• **What needs to be done**
Take the lines starting with the line with "Give me the location of baseball cap." and going on through the line with "[472,253,487,391]", and replace "white sneaker" with "white running shoe". Give back only those lines, with everything else unchanged.

Entries from an annotation dataset
————————

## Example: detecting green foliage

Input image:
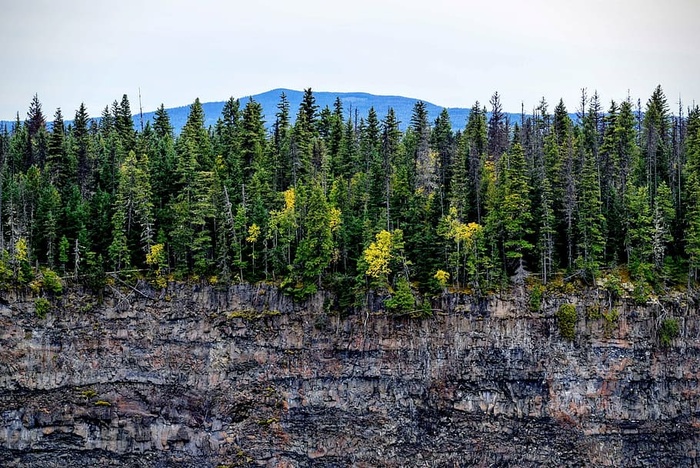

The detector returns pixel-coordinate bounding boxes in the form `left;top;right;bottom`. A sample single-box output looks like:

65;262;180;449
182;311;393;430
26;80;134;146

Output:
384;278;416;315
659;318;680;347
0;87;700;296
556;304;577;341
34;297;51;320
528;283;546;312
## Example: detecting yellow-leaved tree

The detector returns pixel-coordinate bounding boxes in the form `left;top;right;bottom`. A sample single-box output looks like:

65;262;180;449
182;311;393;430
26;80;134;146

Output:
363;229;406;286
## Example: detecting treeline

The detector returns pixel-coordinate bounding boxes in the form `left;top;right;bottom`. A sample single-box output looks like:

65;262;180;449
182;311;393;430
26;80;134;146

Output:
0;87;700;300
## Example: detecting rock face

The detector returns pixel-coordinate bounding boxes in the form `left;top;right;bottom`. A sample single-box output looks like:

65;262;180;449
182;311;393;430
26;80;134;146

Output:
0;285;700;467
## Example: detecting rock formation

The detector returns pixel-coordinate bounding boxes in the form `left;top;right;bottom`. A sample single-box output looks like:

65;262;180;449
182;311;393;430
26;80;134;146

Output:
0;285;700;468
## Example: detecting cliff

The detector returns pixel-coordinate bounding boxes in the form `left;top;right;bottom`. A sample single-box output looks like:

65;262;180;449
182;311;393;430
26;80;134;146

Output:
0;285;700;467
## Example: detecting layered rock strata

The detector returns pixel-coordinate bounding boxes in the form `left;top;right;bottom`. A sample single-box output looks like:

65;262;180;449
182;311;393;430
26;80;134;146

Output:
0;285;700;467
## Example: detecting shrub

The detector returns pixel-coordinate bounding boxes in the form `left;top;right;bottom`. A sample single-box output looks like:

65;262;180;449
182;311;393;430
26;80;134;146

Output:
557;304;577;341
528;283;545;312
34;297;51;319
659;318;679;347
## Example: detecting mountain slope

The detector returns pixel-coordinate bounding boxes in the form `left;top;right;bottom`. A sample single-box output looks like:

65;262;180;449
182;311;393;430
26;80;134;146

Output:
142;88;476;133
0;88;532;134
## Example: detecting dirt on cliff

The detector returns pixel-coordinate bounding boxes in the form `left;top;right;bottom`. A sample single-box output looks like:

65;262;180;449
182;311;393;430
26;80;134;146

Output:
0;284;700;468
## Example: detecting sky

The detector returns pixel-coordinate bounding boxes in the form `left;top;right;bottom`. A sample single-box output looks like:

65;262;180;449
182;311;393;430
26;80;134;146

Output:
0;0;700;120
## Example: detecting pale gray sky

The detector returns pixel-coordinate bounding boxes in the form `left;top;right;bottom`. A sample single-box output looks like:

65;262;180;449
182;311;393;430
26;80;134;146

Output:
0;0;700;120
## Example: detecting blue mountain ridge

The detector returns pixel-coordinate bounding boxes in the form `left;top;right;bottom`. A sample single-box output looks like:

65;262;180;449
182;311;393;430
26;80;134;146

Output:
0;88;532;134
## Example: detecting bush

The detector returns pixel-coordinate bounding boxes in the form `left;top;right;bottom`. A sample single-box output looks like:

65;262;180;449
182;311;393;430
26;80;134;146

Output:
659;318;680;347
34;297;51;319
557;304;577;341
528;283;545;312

————————

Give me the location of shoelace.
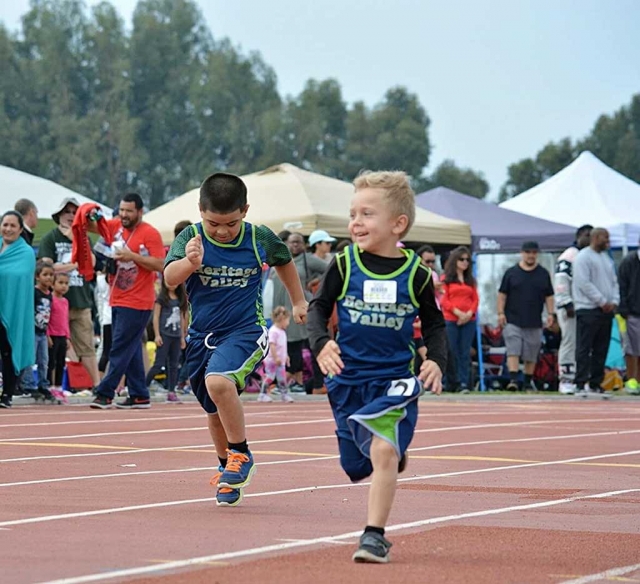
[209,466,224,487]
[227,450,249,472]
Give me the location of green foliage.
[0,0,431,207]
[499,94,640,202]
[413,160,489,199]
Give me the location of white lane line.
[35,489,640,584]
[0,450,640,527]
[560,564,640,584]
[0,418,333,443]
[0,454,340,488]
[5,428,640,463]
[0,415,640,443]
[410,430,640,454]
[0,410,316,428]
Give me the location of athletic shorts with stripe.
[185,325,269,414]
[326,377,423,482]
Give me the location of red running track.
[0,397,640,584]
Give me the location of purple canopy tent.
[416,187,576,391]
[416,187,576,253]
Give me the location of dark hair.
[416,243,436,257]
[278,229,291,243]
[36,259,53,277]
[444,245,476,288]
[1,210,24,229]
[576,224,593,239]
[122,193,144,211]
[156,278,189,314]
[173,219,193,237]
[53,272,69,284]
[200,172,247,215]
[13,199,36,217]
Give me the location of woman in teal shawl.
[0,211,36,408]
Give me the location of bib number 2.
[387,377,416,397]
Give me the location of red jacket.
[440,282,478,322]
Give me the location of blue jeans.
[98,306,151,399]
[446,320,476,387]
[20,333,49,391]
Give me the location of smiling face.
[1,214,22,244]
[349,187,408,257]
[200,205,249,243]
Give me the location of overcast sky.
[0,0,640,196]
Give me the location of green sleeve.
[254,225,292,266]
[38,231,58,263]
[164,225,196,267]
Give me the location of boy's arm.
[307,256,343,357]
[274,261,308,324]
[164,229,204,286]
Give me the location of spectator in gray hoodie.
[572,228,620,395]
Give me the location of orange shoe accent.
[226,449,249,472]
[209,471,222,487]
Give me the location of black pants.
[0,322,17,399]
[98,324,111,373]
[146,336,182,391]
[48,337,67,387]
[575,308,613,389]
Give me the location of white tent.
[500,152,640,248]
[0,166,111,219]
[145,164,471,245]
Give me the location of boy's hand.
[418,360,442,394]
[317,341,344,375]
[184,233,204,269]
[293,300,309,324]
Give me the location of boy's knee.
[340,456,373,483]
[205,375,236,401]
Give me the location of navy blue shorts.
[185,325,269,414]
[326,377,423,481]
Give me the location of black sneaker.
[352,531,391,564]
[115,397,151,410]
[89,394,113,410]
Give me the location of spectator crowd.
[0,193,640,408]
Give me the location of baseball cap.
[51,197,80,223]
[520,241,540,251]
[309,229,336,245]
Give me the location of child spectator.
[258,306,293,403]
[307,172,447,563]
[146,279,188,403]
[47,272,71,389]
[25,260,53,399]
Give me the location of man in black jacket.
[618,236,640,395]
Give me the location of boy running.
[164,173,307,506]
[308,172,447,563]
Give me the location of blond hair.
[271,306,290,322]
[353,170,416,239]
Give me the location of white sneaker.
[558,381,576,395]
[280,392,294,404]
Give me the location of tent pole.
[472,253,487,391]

————————

• **Result of the exercise**
Give me the location of baseball cap.
[51,197,80,223]
[520,241,540,251]
[309,229,336,245]
Give me the location of child spectator.
[258,306,293,403]
[307,172,447,563]
[146,279,188,403]
[47,272,71,389]
[25,260,53,399]
Give me the location of man in black jacket.
[618,236,640,395]
Give me the location of boy running.
[164,173,307,506]
[308,172,447,563]
Give me the location of blond hair.
[271,306,290,322]
[353,170,416,239]
Give me the location of white running shoe.
[558,381,576,395]
[280,392,294,404]
Give me the location of tent pole.
[472,253,487,391]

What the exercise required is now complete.